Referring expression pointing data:
----
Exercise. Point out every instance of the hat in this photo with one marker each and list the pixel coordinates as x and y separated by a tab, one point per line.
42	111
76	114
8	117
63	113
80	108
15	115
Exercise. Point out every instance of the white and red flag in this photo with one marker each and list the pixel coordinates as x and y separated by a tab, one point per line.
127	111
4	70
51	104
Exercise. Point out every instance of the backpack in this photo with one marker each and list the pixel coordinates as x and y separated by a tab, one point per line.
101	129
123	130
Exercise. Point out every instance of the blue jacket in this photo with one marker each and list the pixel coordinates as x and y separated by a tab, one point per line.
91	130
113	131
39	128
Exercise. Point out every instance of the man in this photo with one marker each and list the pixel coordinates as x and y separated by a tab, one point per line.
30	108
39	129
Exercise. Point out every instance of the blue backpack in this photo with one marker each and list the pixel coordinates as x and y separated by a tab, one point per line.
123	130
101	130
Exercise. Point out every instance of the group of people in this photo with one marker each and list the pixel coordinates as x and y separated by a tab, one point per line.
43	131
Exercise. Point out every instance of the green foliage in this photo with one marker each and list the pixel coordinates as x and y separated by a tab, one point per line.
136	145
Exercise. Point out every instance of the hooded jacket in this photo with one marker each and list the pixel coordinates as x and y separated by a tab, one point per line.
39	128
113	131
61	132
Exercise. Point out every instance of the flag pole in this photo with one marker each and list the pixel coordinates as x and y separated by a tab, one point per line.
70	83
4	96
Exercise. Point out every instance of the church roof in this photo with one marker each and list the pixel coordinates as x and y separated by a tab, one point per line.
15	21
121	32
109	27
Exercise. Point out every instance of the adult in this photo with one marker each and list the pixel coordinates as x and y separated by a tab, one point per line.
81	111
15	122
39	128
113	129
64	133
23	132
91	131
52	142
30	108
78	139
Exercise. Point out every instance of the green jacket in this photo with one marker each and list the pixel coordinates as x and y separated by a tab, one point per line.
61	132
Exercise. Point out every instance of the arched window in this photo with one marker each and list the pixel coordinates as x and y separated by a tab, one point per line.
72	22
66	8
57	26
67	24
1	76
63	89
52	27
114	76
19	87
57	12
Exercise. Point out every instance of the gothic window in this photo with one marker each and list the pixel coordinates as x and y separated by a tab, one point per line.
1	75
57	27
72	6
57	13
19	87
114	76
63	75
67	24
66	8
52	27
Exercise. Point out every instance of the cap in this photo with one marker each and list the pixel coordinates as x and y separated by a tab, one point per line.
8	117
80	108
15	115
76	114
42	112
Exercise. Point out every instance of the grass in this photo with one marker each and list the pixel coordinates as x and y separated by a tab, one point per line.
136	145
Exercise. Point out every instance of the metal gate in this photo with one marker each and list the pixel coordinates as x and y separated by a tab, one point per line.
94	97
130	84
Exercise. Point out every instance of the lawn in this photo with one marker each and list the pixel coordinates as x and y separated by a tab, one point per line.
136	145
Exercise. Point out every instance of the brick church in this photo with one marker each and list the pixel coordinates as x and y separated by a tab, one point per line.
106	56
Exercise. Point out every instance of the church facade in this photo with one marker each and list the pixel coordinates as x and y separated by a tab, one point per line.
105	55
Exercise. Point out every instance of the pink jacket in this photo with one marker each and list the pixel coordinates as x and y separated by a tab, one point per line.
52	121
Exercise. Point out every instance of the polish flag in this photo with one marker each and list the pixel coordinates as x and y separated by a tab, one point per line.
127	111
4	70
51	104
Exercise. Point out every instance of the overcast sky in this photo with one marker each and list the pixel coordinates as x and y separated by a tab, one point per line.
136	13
----
The full set of records should be duplicated exactly.

Exercise. Point out every instance of the hat in this photo with one marker each and list the pixel coordinates as x and y separated by a tab, one point per line.
42	111
76	114
8	117
63	113
80	108
15	115
Exercise. Point out every instance of the white and red flag in this photo with one marker each and list the pixel coordinates as x and y separated by a tab, one point per line.
127	111
4	70
51	104
Exercise. Point out every instance of the backpack in this photo with one marker each and list the pixel coordinates as x and y separated by a tab, one point per line.
101	129
123	130
Exercise. Point out every instance of the blue jacket in this photo with one marker each and list the pixel coordinates as x and y separated by a tab, one point per line.
91	130
113	131
39	128
Exercise. Point out every instance of the man in this photo with one marker each and list the pixel coordinates as x and y separated by a tab, one point per line.
30	108
39	129
Exercise. Point out every instance of the blue backpack in this photo with one marker each and list the pixel coordinates as x and y separated by a tab, one point per line.
123	130
101	130
Exercise. Point out every instance of the group of people in this photo with one marker each and list the pixel coordinates as x and y separated by a tab, one point per line.
43	131
Exercise. Point out every instance of the green foliage in this photo with one marker each and list the pixel coordinates as x and y separated by a tab, one point per line.
136	145
Exercise. Point out every instance of the hooded jacket in this photo with one marker each and list the pixel coordinates as x and y separated by a tab, one point per line.
39	128
113	131
61	132
Exercise. Point out every instance of the flag pole in this photo with one marker each and list the pixel coordinates as x and y separated by a tab, one point per line.
70	83
4	96
Exercise. Point out every instance of the church roof in this photo with one marker each and list the pixel coordinates as x and y separated by a tab, one point per line.
15	21
121	32
109	27
Exercise. Point out every instance of the adult in this photo with one marker each and list the pixel coordinates as x and y separated by a tab, one point per line.
81	111
15	122
39	128
113	129
64	133
23	132
91	131
52	142
30	108
78	139
Exercise. Point out every instance of the green jacket in this photo with one marker each and list the pixel coordinates as x and y separated by a tab, one point per line.
61	132
Exercise. Point out every instance of the arched window in this photo with one marker each and list the pixel coordinates as x and y separated by a tab, one point per line.
72	22
66	8
57	26
67	24
1	76
63	89
52	27
114	76
19	87
57	12
Exercise. Point out every instance of the gothic window in this photo with one marker each and list the pixel coordinates as x and y separated by a tab, one point per line.
1	75
57	27
72	6
57	13
19	87
114	76
63	75
67	24
66	8
52	27
Exercise. Point out every instance of the cap in this photo with one marker each and list the pixel coordinates as x and y separated by a tab, one point per line.
8	117
80	108
15	115
76	114
42	112
Exercise. Point out every instance of the grass in this photo with one marker each and list the pixel coordinates as x and y separated by a tab, one point per line.
136	145
Exercise. Point out every instance of the metal gate in this photo with one marker each and list the pixel coordinates as x and y separated by a tab, one point per line.
94	97
130	84
Exercise. Point out every instance of the lawn in this photo with one marker each and list the pixel coordinates as x and y separated by a tab, one point per line.
136	145
Exercise. Point out every instance of the brick church in this photo with one marker each and list the pixel coordinates as x and y separated by a tab, one point per line.
106	56
Exercise. Point out every instance of the church facade in this photo with one marker each and list the pixel coordinates as x and y separated by a tab, one point per line.
105	55
Exercise. Point out every instance of the pink jacket in this photo with one marker each and list the pixel coordinates as x and y separated by a tab, one point per line.
52	121
Exercise. Point out every instance of the polish flag in this photo with one marker each and list the pixel coordinates as x and y separated by a tab, one point per line.
127	111
4	70
51	104
Exercise. Point out every instance of the overcast sky in this photo with one marker each and list the pixel coordinates as x and y separated by a tab, one point per line.
136	13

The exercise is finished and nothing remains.